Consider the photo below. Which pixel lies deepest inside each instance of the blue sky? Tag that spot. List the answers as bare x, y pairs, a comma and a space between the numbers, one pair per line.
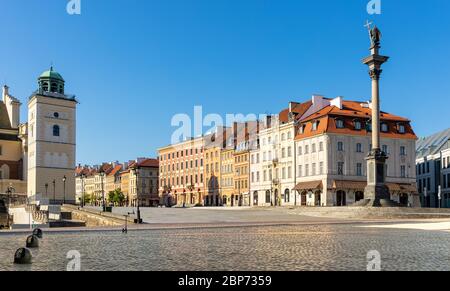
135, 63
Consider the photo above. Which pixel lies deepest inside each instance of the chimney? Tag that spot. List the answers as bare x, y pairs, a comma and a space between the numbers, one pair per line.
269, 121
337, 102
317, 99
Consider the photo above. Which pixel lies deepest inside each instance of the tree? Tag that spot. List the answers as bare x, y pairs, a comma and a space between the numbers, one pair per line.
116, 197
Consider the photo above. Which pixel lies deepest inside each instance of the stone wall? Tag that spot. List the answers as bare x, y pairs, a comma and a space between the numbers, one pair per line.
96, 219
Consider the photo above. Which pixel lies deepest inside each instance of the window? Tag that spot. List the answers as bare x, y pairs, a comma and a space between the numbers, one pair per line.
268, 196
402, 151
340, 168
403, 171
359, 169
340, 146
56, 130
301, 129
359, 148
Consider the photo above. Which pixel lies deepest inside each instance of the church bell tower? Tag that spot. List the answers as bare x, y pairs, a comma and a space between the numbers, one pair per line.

==

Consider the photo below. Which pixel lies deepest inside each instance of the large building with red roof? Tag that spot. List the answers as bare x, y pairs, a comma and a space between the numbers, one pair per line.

▶ **Opis zadania**:
Proszę podać ponownie, dokładnie w niezmienionej postaci, wiersze od tego, który zawiera „of the stone”, do tego, który zawiera „of the church”, łącznie z obydwoma.

▶ **Rozwiązanie zadania**:
Consider the photo above. Which pixel lies deepest inside each instance of the stone wall? Tag that spot. List the answers as bare x, y pairs, a comma and a space between the numbers, one pair per line.
96, 219
Consider the photo above. Which pixel lies deepest inside each instance of the window? Tag that spot. List the answers as bare x, y pairs, a comma and a space between the numbers, one pair per line.
268, 196
402, 151
340, 168
403, 171
359, 169
340, 146
56, 130
301, 129
359, 148
Consider the photo above. Which pixel lies deepest inside each instance of the church bell tower? Tag that spot. List the answers as bare x, y pairs, a comma and a space between the numbers, one pair per line.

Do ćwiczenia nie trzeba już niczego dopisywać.